→ DATASET RECORDS:
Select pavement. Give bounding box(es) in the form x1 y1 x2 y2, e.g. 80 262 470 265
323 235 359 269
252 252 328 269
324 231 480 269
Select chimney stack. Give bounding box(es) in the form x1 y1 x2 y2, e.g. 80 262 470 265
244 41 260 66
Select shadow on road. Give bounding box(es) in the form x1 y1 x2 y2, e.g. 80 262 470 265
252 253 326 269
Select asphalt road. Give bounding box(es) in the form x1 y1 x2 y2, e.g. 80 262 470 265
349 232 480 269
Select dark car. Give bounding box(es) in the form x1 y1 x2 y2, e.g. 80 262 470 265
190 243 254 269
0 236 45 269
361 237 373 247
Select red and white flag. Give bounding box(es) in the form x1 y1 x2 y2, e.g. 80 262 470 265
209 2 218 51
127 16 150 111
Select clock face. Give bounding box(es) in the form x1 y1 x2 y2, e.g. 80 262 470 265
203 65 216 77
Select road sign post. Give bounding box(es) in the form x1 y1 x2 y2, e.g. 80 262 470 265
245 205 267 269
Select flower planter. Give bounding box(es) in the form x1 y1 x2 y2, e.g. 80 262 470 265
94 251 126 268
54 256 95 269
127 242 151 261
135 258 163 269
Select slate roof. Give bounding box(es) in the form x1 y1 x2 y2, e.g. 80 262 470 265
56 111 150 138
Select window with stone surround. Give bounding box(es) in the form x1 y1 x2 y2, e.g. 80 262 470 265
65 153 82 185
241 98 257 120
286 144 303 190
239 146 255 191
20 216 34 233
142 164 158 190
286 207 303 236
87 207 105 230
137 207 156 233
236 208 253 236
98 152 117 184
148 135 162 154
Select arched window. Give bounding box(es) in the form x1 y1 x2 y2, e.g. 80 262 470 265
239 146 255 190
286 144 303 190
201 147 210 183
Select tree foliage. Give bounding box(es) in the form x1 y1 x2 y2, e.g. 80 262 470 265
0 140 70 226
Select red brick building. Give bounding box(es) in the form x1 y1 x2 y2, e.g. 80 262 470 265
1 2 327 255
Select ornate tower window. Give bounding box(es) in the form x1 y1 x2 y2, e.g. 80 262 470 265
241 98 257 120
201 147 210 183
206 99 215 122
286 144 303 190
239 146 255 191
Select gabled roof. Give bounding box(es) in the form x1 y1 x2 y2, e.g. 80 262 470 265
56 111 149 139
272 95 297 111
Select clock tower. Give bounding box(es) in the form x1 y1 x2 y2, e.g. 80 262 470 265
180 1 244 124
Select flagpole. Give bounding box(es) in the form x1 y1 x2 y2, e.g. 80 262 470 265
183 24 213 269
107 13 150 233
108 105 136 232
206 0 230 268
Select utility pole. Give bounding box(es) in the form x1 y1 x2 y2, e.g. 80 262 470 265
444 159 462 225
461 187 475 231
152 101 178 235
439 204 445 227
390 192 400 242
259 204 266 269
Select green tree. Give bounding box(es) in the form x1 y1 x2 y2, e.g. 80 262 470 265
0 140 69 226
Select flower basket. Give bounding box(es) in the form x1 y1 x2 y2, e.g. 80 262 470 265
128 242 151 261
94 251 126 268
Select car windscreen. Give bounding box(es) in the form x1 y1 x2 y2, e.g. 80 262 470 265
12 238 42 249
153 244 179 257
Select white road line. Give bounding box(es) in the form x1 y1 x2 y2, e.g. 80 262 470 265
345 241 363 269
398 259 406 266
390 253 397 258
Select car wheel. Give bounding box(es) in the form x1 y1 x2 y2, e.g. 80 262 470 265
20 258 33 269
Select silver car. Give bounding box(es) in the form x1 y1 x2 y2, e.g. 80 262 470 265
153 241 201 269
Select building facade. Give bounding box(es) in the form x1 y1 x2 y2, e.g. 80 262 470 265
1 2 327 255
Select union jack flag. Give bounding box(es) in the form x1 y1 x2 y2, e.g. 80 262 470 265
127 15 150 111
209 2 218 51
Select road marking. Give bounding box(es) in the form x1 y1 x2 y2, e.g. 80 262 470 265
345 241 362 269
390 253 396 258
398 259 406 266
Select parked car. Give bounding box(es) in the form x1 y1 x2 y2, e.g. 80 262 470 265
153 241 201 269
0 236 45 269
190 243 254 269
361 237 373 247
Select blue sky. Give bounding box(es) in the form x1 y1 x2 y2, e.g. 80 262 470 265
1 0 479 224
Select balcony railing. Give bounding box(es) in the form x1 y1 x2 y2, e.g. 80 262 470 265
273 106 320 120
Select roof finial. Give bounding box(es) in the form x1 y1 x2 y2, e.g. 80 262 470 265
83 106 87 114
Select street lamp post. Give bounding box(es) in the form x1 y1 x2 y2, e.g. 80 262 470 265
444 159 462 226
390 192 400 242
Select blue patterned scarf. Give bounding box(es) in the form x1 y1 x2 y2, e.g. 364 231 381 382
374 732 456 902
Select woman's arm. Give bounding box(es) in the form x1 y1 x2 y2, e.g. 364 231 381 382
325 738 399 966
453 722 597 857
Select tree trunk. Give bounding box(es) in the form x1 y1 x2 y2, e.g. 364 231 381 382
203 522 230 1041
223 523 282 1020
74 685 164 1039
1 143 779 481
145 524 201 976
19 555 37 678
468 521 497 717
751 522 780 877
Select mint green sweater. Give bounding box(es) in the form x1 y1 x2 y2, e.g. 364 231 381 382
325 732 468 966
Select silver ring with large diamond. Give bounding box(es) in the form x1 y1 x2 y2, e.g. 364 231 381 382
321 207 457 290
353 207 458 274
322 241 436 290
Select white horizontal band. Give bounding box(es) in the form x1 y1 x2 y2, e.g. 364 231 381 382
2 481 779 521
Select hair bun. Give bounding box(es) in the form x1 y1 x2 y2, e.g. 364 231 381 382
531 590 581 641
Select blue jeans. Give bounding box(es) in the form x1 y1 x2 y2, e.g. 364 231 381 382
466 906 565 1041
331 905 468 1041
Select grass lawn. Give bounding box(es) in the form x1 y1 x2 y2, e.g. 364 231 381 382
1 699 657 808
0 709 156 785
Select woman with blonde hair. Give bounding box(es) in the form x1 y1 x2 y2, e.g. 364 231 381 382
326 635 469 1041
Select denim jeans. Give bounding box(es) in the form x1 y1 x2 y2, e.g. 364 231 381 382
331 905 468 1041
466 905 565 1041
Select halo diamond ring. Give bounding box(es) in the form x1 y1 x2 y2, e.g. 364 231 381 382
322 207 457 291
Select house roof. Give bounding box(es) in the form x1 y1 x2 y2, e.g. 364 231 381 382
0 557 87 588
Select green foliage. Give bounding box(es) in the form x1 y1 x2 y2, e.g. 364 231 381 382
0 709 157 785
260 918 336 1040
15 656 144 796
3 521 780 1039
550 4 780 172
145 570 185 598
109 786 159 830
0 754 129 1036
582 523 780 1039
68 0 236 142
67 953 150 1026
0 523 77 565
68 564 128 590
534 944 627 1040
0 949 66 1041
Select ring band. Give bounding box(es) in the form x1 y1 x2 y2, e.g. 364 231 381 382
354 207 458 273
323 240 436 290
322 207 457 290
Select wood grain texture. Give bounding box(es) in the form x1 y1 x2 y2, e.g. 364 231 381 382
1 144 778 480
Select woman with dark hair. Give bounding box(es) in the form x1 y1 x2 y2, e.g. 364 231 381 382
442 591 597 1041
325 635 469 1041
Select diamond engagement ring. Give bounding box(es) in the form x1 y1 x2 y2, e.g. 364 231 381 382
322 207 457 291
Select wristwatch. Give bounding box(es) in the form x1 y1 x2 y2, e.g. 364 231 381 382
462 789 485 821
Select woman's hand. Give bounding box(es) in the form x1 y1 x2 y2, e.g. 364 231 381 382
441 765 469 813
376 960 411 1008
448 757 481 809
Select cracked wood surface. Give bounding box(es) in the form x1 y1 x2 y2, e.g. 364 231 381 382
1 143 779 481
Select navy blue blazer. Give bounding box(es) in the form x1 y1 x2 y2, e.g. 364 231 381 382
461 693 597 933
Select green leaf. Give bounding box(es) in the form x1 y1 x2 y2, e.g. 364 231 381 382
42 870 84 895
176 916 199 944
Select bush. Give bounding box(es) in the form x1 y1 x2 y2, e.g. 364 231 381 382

→ WORK INSTRUCTION: Write out once more the lines above beginning at the line with "Select wristwatch. Give"; continue through the final line and stop there.

→ SOLUTION TO THIS PROBLEM:
Select wristwatch. Give bounding box(es) in the form x1 y1 x2 y2, e.g. 364 231 381 382
462 789 485 821
Select woman's hand. Give bounding box(es) in the form x1 y1 x2 y2, e.g. 364 231 381 382
441 765 469 813
376 960 411 1008
448 757 481 809
Select cracked wood surface. Give bounding box(es) in the form x1 y1 x2 y2, e.g. 364 231 381 382
1 143 779 481
Select navy blue blazer. Give bounding box(es) in the form x1 y1 x2 y2, e.g. 364 231 381 382
461 693 597 933
Select green leaf. Give bounding box(es) in the form x1 y1 x2 y2, e.g. 364 231 381 382
42 870 84 895
176 916 199 944
Select bush. Give bounding box(es) in the form x1 y1 x2 y2, e.g. 364 231 381 382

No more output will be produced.